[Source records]
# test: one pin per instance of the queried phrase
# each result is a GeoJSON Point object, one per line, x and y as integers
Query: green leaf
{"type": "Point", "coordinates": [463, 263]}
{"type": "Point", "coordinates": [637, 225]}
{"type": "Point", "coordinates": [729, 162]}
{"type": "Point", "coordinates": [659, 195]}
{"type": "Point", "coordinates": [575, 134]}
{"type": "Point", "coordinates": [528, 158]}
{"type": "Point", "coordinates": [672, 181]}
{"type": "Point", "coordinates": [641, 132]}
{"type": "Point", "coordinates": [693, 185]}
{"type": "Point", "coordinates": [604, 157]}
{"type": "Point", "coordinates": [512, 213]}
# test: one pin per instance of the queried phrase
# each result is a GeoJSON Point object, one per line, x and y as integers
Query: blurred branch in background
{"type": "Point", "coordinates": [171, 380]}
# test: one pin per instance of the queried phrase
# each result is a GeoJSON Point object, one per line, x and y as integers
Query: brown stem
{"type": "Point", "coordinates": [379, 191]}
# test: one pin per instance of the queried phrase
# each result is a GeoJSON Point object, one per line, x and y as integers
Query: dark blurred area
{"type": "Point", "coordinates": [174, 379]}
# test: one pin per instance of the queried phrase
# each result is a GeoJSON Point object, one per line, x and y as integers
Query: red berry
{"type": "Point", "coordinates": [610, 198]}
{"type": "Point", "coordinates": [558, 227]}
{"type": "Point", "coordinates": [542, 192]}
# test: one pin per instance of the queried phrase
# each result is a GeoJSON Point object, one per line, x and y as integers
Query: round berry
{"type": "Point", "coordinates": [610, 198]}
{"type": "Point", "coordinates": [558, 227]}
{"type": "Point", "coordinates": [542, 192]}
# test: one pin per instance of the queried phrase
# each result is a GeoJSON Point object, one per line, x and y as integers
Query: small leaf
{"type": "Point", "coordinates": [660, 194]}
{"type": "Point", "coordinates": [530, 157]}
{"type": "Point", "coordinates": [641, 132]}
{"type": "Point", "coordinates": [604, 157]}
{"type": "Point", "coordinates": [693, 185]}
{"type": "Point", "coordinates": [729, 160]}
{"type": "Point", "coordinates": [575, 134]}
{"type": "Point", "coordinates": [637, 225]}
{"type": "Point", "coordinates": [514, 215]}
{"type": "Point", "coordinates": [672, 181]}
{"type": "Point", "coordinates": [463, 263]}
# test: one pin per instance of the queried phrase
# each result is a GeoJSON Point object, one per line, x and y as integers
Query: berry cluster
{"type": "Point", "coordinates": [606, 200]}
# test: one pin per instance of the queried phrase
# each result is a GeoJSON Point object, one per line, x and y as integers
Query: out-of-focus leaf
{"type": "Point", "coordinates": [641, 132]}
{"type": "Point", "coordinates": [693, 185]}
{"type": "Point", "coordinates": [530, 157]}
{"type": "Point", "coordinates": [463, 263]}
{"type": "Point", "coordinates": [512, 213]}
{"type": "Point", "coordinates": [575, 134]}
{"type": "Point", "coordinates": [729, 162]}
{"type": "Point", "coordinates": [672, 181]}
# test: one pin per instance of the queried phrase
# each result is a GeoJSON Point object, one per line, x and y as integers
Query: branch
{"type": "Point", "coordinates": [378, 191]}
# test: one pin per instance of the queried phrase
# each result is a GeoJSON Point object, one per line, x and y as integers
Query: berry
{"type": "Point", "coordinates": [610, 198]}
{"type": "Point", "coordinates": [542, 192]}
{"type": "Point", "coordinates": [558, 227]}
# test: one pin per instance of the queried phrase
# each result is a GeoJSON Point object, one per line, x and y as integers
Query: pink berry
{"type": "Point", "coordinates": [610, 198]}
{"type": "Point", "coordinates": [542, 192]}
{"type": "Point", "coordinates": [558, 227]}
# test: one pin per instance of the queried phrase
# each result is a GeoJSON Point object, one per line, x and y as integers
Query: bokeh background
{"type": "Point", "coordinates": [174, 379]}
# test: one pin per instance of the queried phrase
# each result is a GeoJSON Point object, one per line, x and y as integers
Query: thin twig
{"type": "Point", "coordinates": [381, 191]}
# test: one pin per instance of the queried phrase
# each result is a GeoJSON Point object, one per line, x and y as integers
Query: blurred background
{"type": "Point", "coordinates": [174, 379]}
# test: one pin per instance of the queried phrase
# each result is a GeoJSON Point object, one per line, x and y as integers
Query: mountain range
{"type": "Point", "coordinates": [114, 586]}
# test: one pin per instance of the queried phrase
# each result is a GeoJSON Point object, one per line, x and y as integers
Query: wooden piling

**YOUR OBJECTIVE**
Return the whole listing exactly.

**SOLUTION TO THIS EXERCISE**
# test: one pin per instance of the queried phrase
# each result is a GeoJSON Point object, one per line, x and y as integers
Query: green leaf
{"type": "Point", "coordinates": [463, 263]}
{"type": "Point", "coordinates": [637, 225]}
{"type": "Point", "coordinates": [729, 162]}
{"type": "Point", "coordinates": [659, 195]}
{"type": "Point", "coordinates": [575, 134]}
{"type": "Point", "coordinates": [528, 158]}
{"type": "Point", "coordinates": [672, 181]}
{"type": "Point", "coordinates": [641, 132]}
{"type": "Point", "coordinates": [693, 185]}
{"type": "Point", "coordinates": [604, 157]}
{"type": "Point", "coordinates": [512, 213]}
# test: one pin per instance of the queried phrase
# each result is a GeoJSON Point object, one per line, x and y as integers
Query: blurred branch in background
{"type": "Point", "coordinates": [171, 380]}
# test: one pin per instance of the queried phrase
# each result is a GeoJSON Point object, one per line, x and y as integers
Query: brown stem
{"type": "Point", "coordinates": [379, 191]}
# test: one pin per instance of the queried phrase
# each result is a GeoJSON Point object, one per line, x and y as integers
Query: dark blurred area
{"type": "Point", "coordinates": [174, 379]}
# test: one pin per instance of the queried phrase
# each result is a GeoJSON Point object, one per line, x and y as integers
Query: red berry
{"type": "Point", "coordinates": [610, 198]}
{"type": "Point", "coordinates": [558, 227]}
{"type": "Point", "coordinates": [542, 192]}
# test: one pin per instance of the queried phrase
# each result is a GeoJSON Point object, one per line, x and y as integers
Query: round berry
{"type": "Point", "coordinates": [610, 198]}
{"type": "Point", "coordinates": [558, 227]}
{"type": "Point", "coordinates": [542, 192]}
# test: one pin per instance of the queried phrase
# each result is a GeoJSON Point object, one per line, x and y as integers
Query: small leaf
{"type": "Point", "coordinates": [660, 194]}
{"type": "Point", "coordinates": [530, 157]}
{"type": "Point", "coordinates": [641, 132]}
{"type": "Point", "coordinates": [604, 157]}
{"type": "Point", "coordinates": [693, 185]}
{"type": "Point", "coordinates": [729, 160]}
{"type": "Point", "coordinates": [575, 134]}
{"type": "Point", "coordinates": [637, 225]}
{"type": "Point", "coordinates": [514, 215]}
{"type": "Point", "coordinates": [672, 181]}
{"type": "Point", "coordinates": [463, 263]}
# test: one pin per instance of the queried phrase
# each result is a GeoJSON Point object, one per line, x and y as integers
Query: berry cluster
{"type": "Point", "coordinates": [606, 200]}
# test: one pin per instance of the queried phrase
# each result is a GeoJSON Point object, one per line, x and y as integers
Query: out-of-focus leaf
{"type": "Point", "coordinates": [641, 132]}
{"type": "Point", "coordinates": [693, 185]}
{"type": "Point", "coordinates": [530, 157]}
{"type": "Point", "coordinates": [463, 263]}
{"type": "Point", "coordinates": [512, 213]}
{"type": "Point", "coordinates": [575, 134]}
{"type": "Point", "coordinates": [729, 162]}
{"type": "Point", "coordinates": [672, 181]}
# test: one pin per instance of the queried phrase
# each result is a GeoJSON Point object, one per line, x and y as integers
Query: branch
{"type": "Point", "coordinates": [378, 191]}
# test: one pin per instance of the queried phrase
# each result is a GeoJSON Point object, one per line, x and y as integers
Query: berry
{"type": "Point", "coordinates": [610, 198]}
{"type": "Point", "coordinates": [542, 192]}
{"type": "Point", "coordinates": [558, 227]}
# test: one pin per instance of the queried phrase
# each result is a GeoJSON Point object, one per line, x and y as integers
Query: pink berry
{"type": "Point", "coordinates": [610, 198]}
{"type": "Point", "coordinates": [542, 192]}
{"type": "Point", "coordinates": [558, 227]}
# test: one pin per instance of the queried phrase
# each result is a GeoJSON Point object, one per line, x and y as integers
Query: bokeh background
{"type": "Point", "coordinates": [174, 379]}
# test: one pin per instance of the queried phrase
# each result is a GeoJSON Point object, one per line, x and y as integers
Query: thin twig
{"type": "Point", "coordinates": [381, 191]}
# test: one pin per instance of the queried phrase
# each result is a GeoJSON Point object, one per line, x and y as integers
Query: blurred background
{"type": "Point", "coordinates": [174, 379]}
# test: one pin per instance of the queried phrase
# each result is a GeoJSON Point object, one per line, x and y as integers
Query: mountain range
{"type": "Point", "coordinates": [114, 586]}
# test: one pin per instance of the queried phrase
# each result is a GeoJSON Point object, one per line, x and y as integers
Query: wooden piling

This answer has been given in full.